[Labeled-object pointing entries]
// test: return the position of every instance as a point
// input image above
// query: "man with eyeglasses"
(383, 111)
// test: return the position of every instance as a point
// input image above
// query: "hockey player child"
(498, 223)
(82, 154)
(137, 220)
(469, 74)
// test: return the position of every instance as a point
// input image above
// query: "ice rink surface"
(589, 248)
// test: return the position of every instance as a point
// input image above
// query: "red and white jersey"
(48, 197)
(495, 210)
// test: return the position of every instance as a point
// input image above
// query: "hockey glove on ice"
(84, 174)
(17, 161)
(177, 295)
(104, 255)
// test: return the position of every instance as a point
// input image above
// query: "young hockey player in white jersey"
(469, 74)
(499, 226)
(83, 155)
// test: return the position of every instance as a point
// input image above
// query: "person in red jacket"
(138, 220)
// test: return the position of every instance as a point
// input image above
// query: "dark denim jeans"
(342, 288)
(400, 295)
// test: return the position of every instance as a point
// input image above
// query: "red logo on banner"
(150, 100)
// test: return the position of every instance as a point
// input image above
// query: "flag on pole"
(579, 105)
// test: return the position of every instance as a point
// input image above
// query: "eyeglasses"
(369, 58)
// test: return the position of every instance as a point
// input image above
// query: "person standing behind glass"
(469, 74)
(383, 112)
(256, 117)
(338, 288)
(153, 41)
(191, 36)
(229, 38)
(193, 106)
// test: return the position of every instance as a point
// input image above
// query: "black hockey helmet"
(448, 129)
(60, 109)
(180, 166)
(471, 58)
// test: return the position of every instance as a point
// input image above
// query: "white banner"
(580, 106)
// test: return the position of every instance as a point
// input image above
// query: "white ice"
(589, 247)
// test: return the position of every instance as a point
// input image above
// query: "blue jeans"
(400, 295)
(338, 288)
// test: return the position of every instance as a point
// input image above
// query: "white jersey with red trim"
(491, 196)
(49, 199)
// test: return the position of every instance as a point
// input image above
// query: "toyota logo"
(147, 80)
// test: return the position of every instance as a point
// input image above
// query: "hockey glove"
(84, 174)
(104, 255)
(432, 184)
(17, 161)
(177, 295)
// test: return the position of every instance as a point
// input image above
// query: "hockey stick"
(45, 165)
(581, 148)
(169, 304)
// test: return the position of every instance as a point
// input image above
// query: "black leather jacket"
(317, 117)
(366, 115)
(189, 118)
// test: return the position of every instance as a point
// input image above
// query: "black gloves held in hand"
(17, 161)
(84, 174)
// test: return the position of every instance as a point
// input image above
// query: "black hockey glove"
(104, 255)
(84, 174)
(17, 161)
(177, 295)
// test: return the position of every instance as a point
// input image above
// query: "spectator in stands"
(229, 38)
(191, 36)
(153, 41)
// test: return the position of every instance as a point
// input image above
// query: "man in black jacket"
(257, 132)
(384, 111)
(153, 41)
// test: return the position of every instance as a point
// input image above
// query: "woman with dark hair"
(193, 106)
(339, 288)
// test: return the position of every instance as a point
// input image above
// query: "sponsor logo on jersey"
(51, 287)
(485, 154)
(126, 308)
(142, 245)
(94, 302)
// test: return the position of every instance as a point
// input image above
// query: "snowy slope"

[EXERCISE DESCRIPTION] Extract every line above exactly as it stands.

[RESULT OF THIS TASK]
// test: return the position of every instance as a point
// input image above
// query: "man with eyeglasses"
(383, 111)
// test: return the position of every instance as a point
// input image above
// query: "hockey player child"
(498, 223)
(82, 154)
(137, 220)
(469, 74)
// test: return the position of every instance as a point
// input image above
// query: "ice rink surface"
(589, 248)
// test: return the position of every instance as a point
// input image above
// query: "red and white jersey"
(48, 197)
(495, 210)
// test: return the position of every instance as a point
// input image above
// query: "hockey glove on ice"
(84, 174)
(17, 161)
(177, 295)
(104, 255)
// test: return the position of every instance as a point
// input image above
// query: "young hockey player in white jersey"
(469, 74)
(499, 226)
(83, 155)
// test: return the position of every instance as a point
// input image above
// query: "person in red jacket"
(138, 220)
// test: return the position of every instance as a point
// input image above
// query: "dark denim jeans"
(342, 288)
(400, 295)
// test: return the position of every instance as a point
// input image above
// query: "red logo on banner"
(150, 100)
// test: return the position of every instance as a point
// input image above
// query: "flag on pole"
(579, 105)
// test: return the position of every instance as a point
// input image above
// query: "eyeglasses"
(369, 58)
// test: return the position of every instance as a point
// input image above
// query: "person standing behind glass"
(469, 74)
(383, 112)
(256, 117)
(338, 288)
(153, 41)
(191, 36)
(229, 38)
(193, 106)
// test: return the position of every instance as a point
// input image above
// query: "black hockey helmet"
(448, 129)
(60, 109)
(180, 166)
(471, 58)
// test: return the position of every instance as a point
// input image above
// query: "white banner"
(580, 106)
// test: return the position of every instance as a point
// input image above
// query: "white ice"
(589, 247)
// test: return the position of every instance as a point
// input image above
// query: "blue jeans"
(400, 295)
(338, 288)
// test: return the position of every instance as a point
// input image above
// query: "white jersey with red trim"
(491, 196)
(49, 199)
// test: return the position of every instance as a point
// input image above
// query: "toyota logo"
(147, 80)
// test: return the position of every instance as a point
// input image above
// query: "hockey glove"
(84, 174)
(104, 255)
(432, 184)
(17, 161)
(177, 295)
// test: return the position of every instance as a point
// input image above
// query: "hockey stick"
(45, 165)
(581, 148)
(169, 304)
// test: return the position of every instance as a point
// input image above
// query: "black leather jacket"
(317, 117)
(366, 115)
(189, 118)
// test: return the position of every instance as a point
// input image above
// query: "black gloves held in hand"
(17, 161)
(84, 174)
// test: return the position of every instance as a point
// input image above
// query: "black hockey glove"
(104, 255)
(84, 174)
(17, 161)
(177, 295)
// test: return the position of every instance as a point
// input image above
// query: "spectator in stands"
(229, 38)
(191, 36)
(153, 41)
// test: return the position of every instance as a point
// input image above
// query: "man in black jacket"
(257, 132)
(384, 111)
(153, 41)
// test: return the position of every instance as a point
// input image above
// query: "woman with dark hair"
(193, 106)
(339, 288)
// test: return the position of every instance as a point
// input image above
// query: "sponsor logo on jersey"
(51, 287)
(485, 154)
(126, 308)
(142, 245)
(94, 302)
// test: return the position of every instance as a point
// input image above
// query: "snowy slope"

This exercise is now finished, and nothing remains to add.